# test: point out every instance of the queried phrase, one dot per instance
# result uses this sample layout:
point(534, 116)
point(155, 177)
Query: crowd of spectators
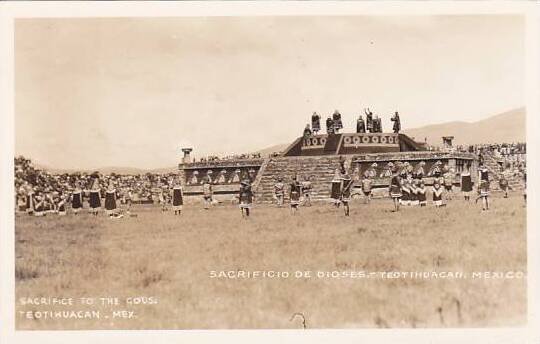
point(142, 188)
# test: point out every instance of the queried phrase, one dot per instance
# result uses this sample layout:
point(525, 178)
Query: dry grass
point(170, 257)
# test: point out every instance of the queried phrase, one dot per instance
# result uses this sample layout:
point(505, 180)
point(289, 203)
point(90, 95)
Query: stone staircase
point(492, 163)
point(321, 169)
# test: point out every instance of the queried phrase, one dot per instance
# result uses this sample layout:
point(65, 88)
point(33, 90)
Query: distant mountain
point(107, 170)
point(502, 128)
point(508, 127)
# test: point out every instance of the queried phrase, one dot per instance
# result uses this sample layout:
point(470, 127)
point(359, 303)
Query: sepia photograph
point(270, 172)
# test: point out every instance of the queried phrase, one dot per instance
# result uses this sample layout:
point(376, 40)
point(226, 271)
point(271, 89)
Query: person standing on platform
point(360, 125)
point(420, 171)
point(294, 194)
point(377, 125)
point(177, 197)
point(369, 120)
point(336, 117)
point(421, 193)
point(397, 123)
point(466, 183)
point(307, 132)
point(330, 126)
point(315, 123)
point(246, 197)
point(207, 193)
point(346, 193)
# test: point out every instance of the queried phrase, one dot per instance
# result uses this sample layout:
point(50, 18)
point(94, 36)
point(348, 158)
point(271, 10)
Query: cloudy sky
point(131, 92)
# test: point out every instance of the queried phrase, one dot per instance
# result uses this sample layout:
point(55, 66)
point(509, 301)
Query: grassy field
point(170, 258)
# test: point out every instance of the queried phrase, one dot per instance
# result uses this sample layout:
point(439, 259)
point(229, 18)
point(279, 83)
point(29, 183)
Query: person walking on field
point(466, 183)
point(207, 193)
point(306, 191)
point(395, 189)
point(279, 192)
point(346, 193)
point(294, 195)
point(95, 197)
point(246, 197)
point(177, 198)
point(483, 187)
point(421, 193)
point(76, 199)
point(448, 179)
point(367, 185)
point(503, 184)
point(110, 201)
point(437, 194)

...

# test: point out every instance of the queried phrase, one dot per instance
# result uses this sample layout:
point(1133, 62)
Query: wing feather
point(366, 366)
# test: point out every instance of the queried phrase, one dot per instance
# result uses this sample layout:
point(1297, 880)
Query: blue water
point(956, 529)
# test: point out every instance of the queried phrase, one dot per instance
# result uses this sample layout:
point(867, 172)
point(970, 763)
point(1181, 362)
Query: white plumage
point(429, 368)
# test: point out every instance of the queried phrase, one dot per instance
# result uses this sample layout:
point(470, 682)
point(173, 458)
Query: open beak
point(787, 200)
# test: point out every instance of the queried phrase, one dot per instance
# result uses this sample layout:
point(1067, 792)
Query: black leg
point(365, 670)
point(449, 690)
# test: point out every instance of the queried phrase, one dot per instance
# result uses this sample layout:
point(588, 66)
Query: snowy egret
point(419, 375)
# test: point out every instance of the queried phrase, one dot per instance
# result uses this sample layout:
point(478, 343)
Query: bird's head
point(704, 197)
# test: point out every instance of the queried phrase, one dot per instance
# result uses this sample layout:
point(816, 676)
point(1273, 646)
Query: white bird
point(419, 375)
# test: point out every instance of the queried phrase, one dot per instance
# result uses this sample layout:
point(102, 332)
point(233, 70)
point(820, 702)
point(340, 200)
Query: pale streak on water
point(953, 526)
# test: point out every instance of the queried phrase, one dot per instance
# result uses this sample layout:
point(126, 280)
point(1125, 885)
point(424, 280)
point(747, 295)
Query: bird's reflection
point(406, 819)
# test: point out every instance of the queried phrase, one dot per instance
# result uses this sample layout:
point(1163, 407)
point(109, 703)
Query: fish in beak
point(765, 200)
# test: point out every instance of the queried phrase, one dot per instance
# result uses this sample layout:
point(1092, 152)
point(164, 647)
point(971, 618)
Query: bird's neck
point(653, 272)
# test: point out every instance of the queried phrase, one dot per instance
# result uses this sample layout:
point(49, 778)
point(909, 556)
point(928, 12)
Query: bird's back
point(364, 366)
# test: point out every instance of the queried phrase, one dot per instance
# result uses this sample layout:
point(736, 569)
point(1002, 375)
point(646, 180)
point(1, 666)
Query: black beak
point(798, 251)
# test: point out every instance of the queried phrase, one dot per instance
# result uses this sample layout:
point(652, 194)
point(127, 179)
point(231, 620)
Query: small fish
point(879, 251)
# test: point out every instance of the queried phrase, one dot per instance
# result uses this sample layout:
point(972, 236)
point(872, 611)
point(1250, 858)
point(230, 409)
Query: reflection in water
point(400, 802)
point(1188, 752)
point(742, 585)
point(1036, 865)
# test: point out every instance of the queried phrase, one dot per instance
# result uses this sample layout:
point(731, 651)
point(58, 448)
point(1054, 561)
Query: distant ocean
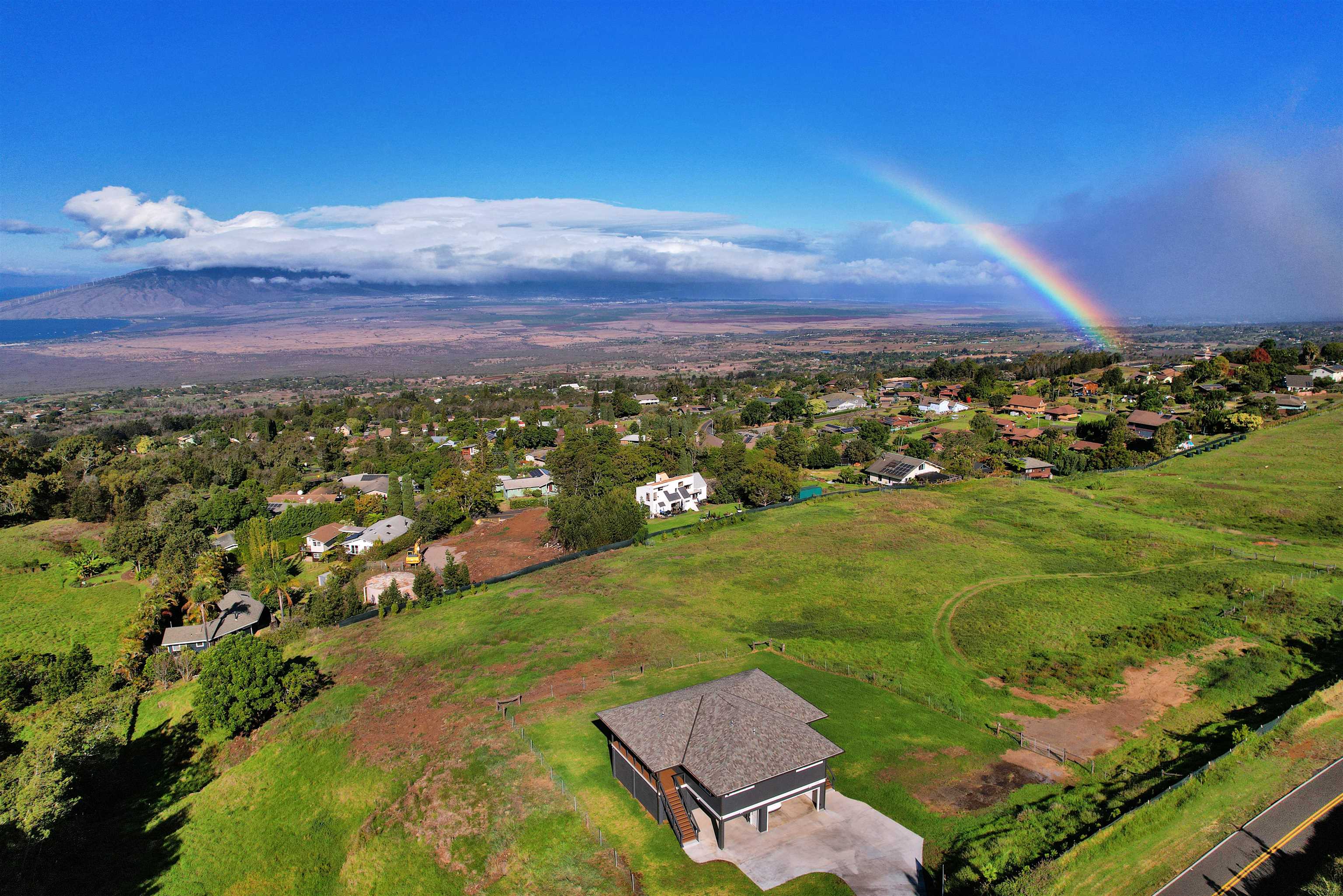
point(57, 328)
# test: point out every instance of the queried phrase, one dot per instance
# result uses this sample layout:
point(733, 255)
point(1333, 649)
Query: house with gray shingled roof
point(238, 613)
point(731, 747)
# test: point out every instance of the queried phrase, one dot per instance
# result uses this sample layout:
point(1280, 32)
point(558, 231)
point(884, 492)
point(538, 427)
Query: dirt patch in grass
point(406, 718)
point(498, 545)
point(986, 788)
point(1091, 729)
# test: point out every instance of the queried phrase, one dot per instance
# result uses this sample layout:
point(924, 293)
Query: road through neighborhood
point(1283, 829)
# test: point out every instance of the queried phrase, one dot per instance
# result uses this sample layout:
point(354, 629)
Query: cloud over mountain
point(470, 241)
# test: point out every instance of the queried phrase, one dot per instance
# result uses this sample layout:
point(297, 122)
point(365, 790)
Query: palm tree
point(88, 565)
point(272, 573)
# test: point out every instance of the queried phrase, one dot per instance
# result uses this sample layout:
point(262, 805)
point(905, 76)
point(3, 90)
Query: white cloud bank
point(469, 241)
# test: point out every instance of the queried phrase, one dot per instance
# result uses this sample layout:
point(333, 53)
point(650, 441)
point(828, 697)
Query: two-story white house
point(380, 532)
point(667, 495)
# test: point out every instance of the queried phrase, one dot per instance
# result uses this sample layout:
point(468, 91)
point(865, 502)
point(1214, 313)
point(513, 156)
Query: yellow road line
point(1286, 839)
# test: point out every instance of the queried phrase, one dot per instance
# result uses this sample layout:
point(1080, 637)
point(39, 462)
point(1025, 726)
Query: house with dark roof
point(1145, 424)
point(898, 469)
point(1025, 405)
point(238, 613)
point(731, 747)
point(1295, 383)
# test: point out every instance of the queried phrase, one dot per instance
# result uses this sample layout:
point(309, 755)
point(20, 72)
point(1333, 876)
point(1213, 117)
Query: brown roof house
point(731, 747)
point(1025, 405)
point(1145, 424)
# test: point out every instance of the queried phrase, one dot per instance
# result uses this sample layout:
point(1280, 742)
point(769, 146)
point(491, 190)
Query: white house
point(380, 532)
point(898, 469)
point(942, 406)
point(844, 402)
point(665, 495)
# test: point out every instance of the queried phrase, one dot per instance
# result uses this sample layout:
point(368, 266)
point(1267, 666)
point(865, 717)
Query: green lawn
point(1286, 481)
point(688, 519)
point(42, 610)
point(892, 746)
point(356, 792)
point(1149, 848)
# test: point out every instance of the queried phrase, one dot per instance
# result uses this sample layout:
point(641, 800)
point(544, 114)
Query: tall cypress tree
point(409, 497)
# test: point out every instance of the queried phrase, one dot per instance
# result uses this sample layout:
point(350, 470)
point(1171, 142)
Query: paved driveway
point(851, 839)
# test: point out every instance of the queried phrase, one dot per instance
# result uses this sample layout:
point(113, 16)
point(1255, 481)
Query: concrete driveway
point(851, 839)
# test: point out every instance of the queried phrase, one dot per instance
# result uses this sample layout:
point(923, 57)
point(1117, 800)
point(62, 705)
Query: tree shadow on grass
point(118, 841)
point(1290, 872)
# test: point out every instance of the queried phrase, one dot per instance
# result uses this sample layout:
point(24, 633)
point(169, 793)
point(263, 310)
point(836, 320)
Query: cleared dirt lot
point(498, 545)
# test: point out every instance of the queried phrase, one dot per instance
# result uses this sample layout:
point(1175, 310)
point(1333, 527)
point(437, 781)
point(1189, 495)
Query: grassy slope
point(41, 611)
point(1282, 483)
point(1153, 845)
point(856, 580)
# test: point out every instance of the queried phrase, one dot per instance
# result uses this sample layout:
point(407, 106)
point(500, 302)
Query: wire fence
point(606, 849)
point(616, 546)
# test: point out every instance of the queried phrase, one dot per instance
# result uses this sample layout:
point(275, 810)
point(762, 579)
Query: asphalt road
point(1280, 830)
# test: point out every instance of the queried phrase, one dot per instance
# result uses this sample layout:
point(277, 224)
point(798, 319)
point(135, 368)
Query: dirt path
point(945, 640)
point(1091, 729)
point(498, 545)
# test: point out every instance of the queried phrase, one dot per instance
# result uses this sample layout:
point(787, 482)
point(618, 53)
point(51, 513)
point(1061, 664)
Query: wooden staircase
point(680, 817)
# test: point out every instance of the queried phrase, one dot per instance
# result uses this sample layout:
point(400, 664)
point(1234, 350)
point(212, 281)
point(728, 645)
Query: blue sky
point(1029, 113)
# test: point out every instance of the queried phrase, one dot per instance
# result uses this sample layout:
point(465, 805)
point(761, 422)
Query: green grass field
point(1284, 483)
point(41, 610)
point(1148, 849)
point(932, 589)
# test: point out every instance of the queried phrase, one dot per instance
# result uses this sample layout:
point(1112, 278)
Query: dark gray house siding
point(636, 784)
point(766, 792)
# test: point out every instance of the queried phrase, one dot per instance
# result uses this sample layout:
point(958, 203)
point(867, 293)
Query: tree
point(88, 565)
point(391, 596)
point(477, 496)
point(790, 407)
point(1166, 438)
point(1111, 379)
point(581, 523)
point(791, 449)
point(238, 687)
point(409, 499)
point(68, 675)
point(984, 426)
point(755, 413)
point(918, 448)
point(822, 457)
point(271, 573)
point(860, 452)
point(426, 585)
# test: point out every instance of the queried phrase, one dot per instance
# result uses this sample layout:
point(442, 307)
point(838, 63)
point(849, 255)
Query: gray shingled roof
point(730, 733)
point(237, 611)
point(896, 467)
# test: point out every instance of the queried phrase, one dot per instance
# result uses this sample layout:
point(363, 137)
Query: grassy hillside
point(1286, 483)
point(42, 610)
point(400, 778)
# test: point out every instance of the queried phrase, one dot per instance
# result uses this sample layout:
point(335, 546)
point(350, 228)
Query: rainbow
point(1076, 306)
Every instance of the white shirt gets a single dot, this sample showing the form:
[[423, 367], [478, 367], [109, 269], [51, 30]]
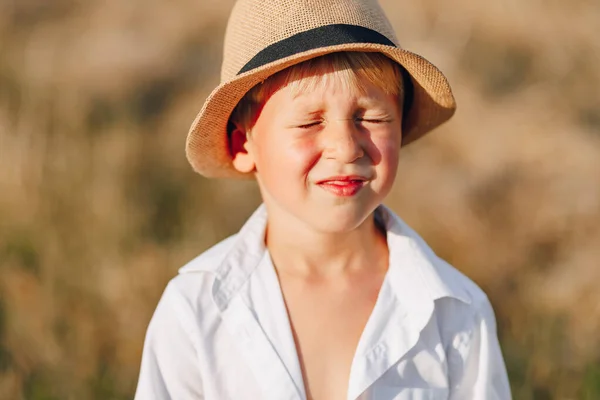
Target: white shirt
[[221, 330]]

--

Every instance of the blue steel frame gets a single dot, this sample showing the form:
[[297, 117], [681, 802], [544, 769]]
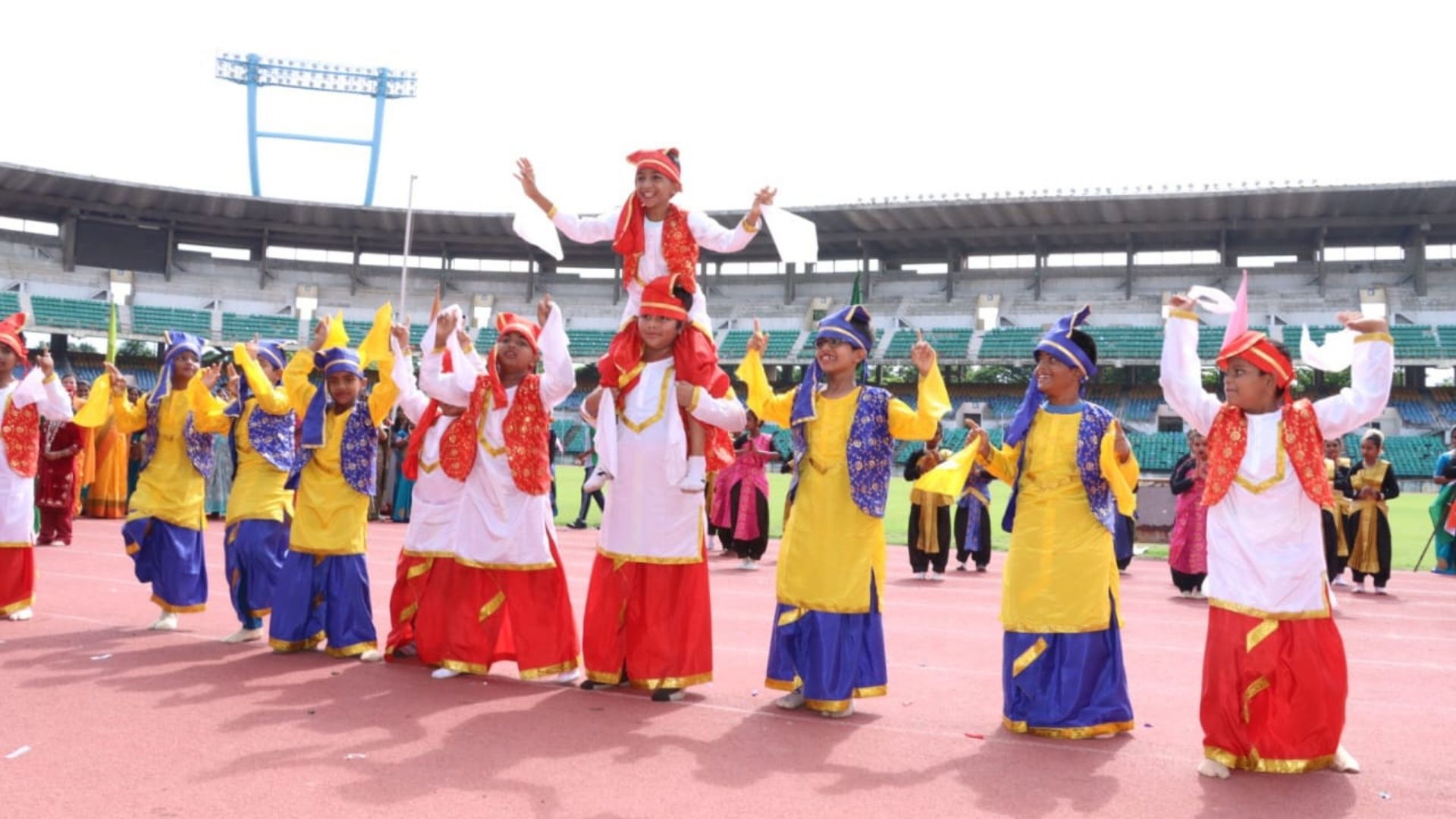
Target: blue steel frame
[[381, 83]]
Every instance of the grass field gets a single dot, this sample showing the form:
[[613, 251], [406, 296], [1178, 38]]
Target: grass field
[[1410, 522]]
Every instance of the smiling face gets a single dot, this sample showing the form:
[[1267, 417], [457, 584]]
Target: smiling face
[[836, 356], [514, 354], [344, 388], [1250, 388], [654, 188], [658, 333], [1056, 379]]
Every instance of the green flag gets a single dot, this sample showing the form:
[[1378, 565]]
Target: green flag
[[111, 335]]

**AIM**
Locate every line in the entries above that contains the word "with" and copy each one out in full.

**COMPLETE ANSWER**
Query: house with gray shingled roof
Query: house with dark roof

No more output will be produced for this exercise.